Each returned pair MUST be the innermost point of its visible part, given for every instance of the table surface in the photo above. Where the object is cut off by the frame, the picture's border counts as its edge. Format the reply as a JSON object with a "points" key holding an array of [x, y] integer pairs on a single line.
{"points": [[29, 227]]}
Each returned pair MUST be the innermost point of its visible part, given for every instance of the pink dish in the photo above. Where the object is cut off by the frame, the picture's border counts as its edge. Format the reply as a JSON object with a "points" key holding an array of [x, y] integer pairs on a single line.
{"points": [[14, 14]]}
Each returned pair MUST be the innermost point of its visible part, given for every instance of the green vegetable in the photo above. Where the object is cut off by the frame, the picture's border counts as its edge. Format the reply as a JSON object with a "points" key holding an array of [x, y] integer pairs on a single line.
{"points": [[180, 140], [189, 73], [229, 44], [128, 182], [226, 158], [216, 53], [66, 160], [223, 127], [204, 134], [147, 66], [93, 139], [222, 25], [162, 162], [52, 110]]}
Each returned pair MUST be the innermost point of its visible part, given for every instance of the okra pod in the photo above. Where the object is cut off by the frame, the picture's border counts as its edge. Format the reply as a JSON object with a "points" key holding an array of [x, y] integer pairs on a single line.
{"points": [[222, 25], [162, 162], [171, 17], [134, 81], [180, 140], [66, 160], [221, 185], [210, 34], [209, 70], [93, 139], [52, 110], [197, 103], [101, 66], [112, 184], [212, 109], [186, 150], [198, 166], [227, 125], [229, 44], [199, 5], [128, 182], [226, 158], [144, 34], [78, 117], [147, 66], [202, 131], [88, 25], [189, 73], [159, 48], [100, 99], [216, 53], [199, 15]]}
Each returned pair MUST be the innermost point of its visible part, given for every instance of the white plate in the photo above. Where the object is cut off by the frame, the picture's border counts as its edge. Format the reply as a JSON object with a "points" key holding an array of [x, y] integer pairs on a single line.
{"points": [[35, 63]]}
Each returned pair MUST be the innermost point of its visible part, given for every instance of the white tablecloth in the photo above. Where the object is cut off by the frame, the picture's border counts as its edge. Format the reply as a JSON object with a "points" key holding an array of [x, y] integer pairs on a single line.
○ ○ ○ ○ ○
WHAT YOU WILL DO> Quote the entire listing above exactly.

TASK SOLUTION>
Each returned pair MUST be the innermost point of its visible part, given for every instance of the table surface in the photo above. Where the object is cut off by the frame, the picture's border counts as its edge. Format the reply as a JSON object with a "points" key holding an array of [x, y] integer pairs on a single line.
{"points": [[29, 227]]}
Each returned pair MUST be the innermost point of its visible part, given for every instance of the pink dish in the photo above. Where the object is cut off by the frame, the picture's border counts as its edge. Format the reply as a JSON object with a "points" key holding an array of [x, y] integer pairs on a single line.
{"points": [[14, 14]]}
Each returned pair MUST be the innermost point of its visible part, given for every instance of the green vegetable in the photo above. Where the object is cut off by the frame, the picture's border counts as its edge. Format the reply as a JSON object with a "points" key holding an array of [x, y] integer pairs on a single line.
{"points": [[180, 140], [189, 73], [229, 44], [128, 182], [226, 158], [216, 53], [66, 160], [223, 127], [204, 134], [147, 66], [93, 139], [222, 25], [162, 162], [52, 110]]}
Each returned pair MUST be the innermost point of its visible part, given for every instance of the okra pod in the photo above. Where the object is cut off by the frame, the picture's border counts as its edge. Format the reply as a JSON object with a "points" key holding an array of [x, y] integer pairs on a single line.
{"points": [[222, 25], [162, 162], [171, 17], [134, 81], [180, 140], [66, 160], [221, 185], [210, 34], [209, 70], [93, 139], [52, 110], [197, 103], [101, 66], [112, 184], [212, 109], [186, 150], [198, 166], [227, 125], [229, 44], [199, 5], [128, 182], [226, 158], [144, 34], [78, 117], [147, 66], [202, 131], [88, 25], [189, 73], [159, 48], [100, 99], [216, 53], [199, 15]]}
Each returned pair MUST be the innermost point of its visible part, given for every instance of the white plate in the photo above. Where the object is cut off by the frame, the picture's border counts as its edge. Format the reply as a JSON object with a "points" key holding an array of [x, y] integer pairs on a single line.
{"points": [[35, 63]]}
Each returned pair MUST be the innermost point of its visible part, given for every instance of the white tablecloth in the photo above. Where the object is cut off by the frame, the picture's border counts as its edge. Format the reply as a JSON object with a "points" key holding an array of [x, y] integer pairs on a single line.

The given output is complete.